WHAT NEEDS TO BE DONE:
Below are some records; repeat them all exactly, minus the pictures.
# start of GIVEN RECORDS
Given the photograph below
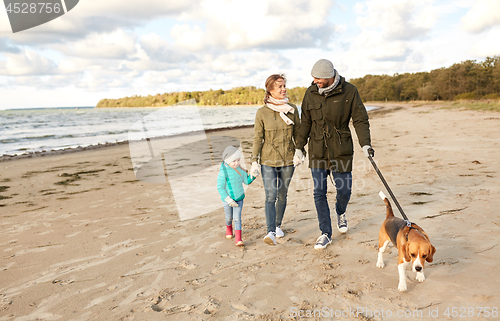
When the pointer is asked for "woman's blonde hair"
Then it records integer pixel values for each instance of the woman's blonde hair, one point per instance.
(270, 81)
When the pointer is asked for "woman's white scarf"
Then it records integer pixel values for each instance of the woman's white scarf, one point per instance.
(281, 106)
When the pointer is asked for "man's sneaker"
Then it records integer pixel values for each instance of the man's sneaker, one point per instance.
(342, 223)
(270, 238)
(322, 242)
(279, 232)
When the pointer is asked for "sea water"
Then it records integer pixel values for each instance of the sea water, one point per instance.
(34, 130)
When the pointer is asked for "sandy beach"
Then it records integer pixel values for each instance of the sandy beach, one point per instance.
(83, 239)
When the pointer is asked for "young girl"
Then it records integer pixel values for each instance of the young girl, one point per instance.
(230, 186)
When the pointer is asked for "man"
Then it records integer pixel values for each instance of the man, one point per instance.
(328, 106)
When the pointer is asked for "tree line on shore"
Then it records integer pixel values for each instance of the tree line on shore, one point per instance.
(237, 96)
(466, 80)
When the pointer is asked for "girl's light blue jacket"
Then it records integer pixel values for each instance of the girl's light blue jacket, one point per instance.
(230, 182)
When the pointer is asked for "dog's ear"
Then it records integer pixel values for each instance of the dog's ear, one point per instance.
(406, 252)
(430, 257)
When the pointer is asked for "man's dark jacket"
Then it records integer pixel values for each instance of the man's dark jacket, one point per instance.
(325, 126)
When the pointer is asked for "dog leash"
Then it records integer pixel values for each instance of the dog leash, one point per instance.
(408, 223)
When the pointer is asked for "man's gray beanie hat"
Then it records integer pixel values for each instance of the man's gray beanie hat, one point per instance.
(323, 69)
(230, 154)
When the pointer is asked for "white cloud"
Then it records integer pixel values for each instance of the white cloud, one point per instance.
(398, 19)
(236, 25)
(113, 45)
(484, 14)
(27, 62)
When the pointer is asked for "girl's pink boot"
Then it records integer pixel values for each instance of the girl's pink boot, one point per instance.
(237, 238)
(229, 231)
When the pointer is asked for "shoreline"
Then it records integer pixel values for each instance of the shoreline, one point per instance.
(84, 239)
(6, 158)
(67, 150)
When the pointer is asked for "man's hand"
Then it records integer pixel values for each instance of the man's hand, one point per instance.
(298, 158)
(231, 202)
(368, 150)
(255, 169)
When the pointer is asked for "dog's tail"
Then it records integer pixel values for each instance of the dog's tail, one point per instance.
(387, 204)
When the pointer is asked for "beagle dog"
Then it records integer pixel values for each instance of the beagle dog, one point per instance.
(411, 241)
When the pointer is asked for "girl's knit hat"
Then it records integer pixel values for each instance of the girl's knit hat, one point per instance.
(230, 154)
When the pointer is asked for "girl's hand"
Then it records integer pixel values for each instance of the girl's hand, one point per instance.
(255, 169)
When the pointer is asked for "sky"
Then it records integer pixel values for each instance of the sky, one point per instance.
(112, 49)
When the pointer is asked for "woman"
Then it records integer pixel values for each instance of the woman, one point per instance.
(276, 128)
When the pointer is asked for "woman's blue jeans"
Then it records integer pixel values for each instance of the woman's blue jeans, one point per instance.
(343, 184)
(276, 182)
(233, 214)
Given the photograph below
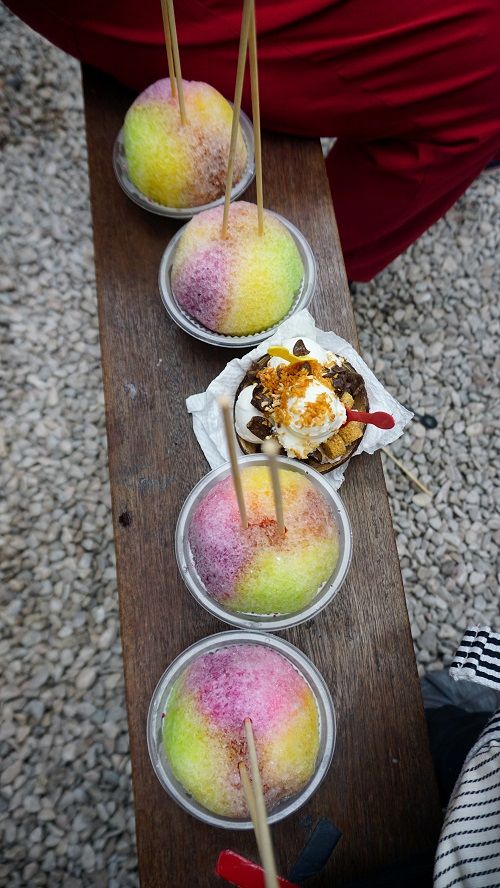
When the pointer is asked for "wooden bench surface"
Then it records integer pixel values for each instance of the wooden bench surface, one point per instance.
(380, 790)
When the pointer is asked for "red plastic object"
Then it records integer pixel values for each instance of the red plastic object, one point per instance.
(244, 873)
(381, 420)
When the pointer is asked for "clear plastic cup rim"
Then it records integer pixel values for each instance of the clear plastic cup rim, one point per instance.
(267, 622)
(326, 718)
(121, 173)
(190, 325)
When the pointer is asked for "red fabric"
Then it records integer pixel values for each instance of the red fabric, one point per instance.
(411, 90)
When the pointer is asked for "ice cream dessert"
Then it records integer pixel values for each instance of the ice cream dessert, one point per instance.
(180, 165)
(260, 569)
(298, 393)
(203, 727)
(242, 283)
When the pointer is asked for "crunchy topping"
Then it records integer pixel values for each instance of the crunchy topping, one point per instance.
(316, 412)
(288, 381)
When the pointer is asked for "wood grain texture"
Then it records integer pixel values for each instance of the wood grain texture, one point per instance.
(380, 790)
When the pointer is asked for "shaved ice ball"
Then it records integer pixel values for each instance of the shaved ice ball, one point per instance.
(203, 727)
(240, 284)
(180, 165)
(259, 570)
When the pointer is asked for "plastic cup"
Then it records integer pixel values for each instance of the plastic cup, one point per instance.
(271, 622)
(326, 717)
(190, 325)
(121, 172)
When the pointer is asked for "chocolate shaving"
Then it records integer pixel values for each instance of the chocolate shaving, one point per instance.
(260, 427)
(255, 366)
(299, 349)
(260, 400)
(344, 380)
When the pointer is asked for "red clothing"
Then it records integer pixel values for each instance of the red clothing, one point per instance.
(411, 90)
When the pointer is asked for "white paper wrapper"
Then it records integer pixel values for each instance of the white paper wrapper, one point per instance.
(207, 421)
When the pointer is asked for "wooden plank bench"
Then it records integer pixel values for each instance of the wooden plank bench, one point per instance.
(380, 789)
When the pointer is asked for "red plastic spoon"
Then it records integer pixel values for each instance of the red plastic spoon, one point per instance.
(380, 419)
(244, 873)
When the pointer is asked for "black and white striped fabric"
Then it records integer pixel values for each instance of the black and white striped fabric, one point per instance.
(478, 657)
(468, 853)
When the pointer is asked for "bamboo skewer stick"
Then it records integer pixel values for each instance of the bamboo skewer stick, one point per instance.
(238, 91)
(177, 61)
(225, 406)
(168, 47)
(250, 799)
(262, 833)
(254, 81)
(407, 472)
(271, 448)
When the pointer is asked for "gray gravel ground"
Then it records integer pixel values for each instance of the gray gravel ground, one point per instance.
(430, 328)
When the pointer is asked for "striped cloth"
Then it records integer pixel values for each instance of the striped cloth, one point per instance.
(478, 657)
(468, 853)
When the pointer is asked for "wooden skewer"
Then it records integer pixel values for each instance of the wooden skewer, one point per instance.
# end of GIVEN RECORDS
SOLVED PROBLEM:
Given the photograph below
When the pointer is asked for "woman's blonde hair"
Then it records integer pixel values for each instance of the woman's blonde hair, one point per instance.
(270, 81)
When the pointer is asked for "woman's white scarf"
Then it records integer pixel values for each instance of the woman's white scarf, one point per instance.
(281, 106)
When the pointer is asked for "man's sneaker"
Then it records integer pixel values for each instance of the man's sneaker, one point per instance.
(342, 223)
(270, 238)
(322, 242)
(279, 232)
When the pointer is asked for "sea water"
Then it records integer pixel values for each instance of the sea water, one point per instance.
(34, 130)
When the pointer is asked for "sandy beach"
Then it records integer pixel values for each instance of the sandy beach, one point per instance.
(83, 239)
When the pointer is asked for "young girl"
Then it records integer pixel values for each instance of the young girl, one point per instance.
(230, 186)
When the pointer is asked for "man"
Then it records integer pixel values for each instance of the man, one point per instance.
(328, 106)
When the pointer is asked for "tree line on shore"
Then it records integer pixel values for each instance of the tree line on shore, one point per instance.
(237, 96)
(466, 80)
When the pointer is asked for "girl's light blue jacket"
Then it records integer pixel values for each instance of the girl's light blue jacket, one point per instance.
(230, 182)
When the pointer is asked for "dog's ear"
Then it records integer pixel values for each instance of the dog's ear, one point per instance.
(406, 252)
(430, 257)
When the pointer is asked for "man's dark jacket"
Then it records integer pixel values for each instance of the man's dark jacket, one point per instance.
(325, 126)
When the pointer is asked for "dog leash"
Then it records integer pixel values for each instance of the dog leash, one point per instance.
(408, 223)
When the pointer is asked for "man's gray beanie hat"
Then it records integer pixel values for each instance of the man's gray beanie hat, one point per instance.
(323, 69)
(230, 154)
When the pointer is asked for "white cloud"
Then it records integer pixel values for each instance of the white cloud, one point per instance.
(398, 19)
(236, 25)
(113, 45)
(484, 14)
(27, 62)
When the pointer is asked for "girl's pink boot"
Then it records integer pixel values for each instance of the girl's pink boot, one point per instance.
(237, 238)
(229, 231)
When the pointer is asked for "shoreline"
Then it records integer pixel values for each instance of the shoreline, one point per instance.
(84, 239)
(6, 158)
(67, 150)
When the pointer is asked for "man's hand"
Then it records integer pixel values for each instance of the man's hand, one point per instance.
(298, 158)
(231, 202)
(368, 150)
(255, 169)
When the pointer is asked for "dog's tail"
Then it records integer pixel values for each instance of the dog's tail, one point per instance.
(387, 204)
When the pointer is asked for "beagle dog"
Then it records integer pixel values for each instance of the beagle dog, one point per instance.
(411, 241)
When the pointer is asked for "girl's knit hat"
Then it records integer pixel values for each instance of the girl's knit hat, one point per instance.
(230, 154)
When the pointer is asked for "girl's hand"
Then it records integer pixel values for each instance of the girl's hand, one point per instance.
(255, 169)
When the pointer is asked for "sky"
Then it records integer pixel values for each instance of the sky, one point per instance.
(112, 49)
When the pointer is asked for "woman"
Then it records integer pixel values for each instance of the woman, one point per instance.
(276, 128)
When the pointer is asked for "woman's blue jeans"
Then it records integer pixel values for each instance of the woman's blue jeans, one point per instance.
(343, 184)
(276, 182)
(233, 214)
Given the photograph below
When the pointer is asked for "wooden bench surface"
Then it records integer pixel values for each instance of the wooden bench surface, one point per instance.
(380, 790)
When the pointer is asked for "red plastic object"
Then it records integer pixel values for each instance of the red plastic object, one point per instance.
(244, 873)
(381, 420)
When the pointer is asked for "clear plastic cup rim"
Then it records integer pixel values for each instance of the clear plastic cup rim, one point per instance.
(267, 622)
(326, 718)
(121, 173)
(190, 325)
When the pointer is asked for "red fabric"
Then it records integer pixel values for each instance of the red fabric, one point per instance.
(411, 90)
When the pointer is asked for "ice cream dessert"
Then it records integer pixel values for each instance of the ice cream dessert, one point per instance.
(180, 165)
(260, 569)
(298, 393)
(203, 727)
(242, 283)
When the pointer is asked for "crunchy topping"
Then it records integer pixel values for each instance of the crunchy topping, one point per instance.
(316, 412)
(288, 381)
When the pointer is asked for "wood grain texture"
Then it records integer pixel values for each instance of the wood grain texture, one point per instance.
(380, 790)
When the pointer is asked for "shaved ice ball"
Then it records integer pixel values for each instance of the shaved ice ball, one point per instance.
(203, 727)
(240, 284)
(180, 165)
(259, 570)
When the pointer is asked for "plastic cup"
Then it records integer pixel values for each instance of the plastic cup, one point per instance.
(271, 622)
(326, 717)
(190, 325)
(121, 172)
When the pointer is asked for "chocolate shaving"
Then it records integer pixel values for each instance of the chocolate shaving, one point per instance.
(260, 427)
(255, 366)
(299, 349)
(260, 400)
(344, 380)
When the pointer is asked for "red clothing"
Then it records integer pixel values for each instance of the red clothing, one point per instance.
(411, 90)
When the pointer is asked for "white paper wrapper"
Then it records integer pixel values for each instance of the white paper wrapper, one point per instance.
(207, 421)
When the pointer is asked for "wooden plank bench"
Then it records integer pixel values for each instance of the wooden plank bench, one point per instance.
(380, 789)
When the pointer is asked for "red plastic spoon"
Then it records integer pixel values for each instance of the red plastic spoon, one point per instance.
(380, 419)
(244, 873)
When the pointer is asked for "black and white striped fabric"
Then it records integer pixel values for each instance of the black and white striped fabric, one point per instance.
(478, 657)
(468, 853)
When the pointer is asked for "bamboo skewer stick"
Then it records integer pixel values for each instance of the bamboo skewer stick, one point per instance.
(238, 91)
(177, 61)
(225, 406)
(168, 47)
(250, 799)
(262, 833)
(254, 81)
(407, 472)
(271, 448)
When the pointer is asked for "gray gravel ground"
Then it records integer pixel values for each instance of the gray gravel ground, one point per instance.
(430, 328)
When the pointer is asked for "striped cloth"
Then it records integer pixel values for each instance of the striped cloth, one point per instance.
(478, 657)
(468, 853)
When the pointer is asked for "wooden skewer"
Then it records integer pixel values for each instance of the wooden skewer, one point per instance.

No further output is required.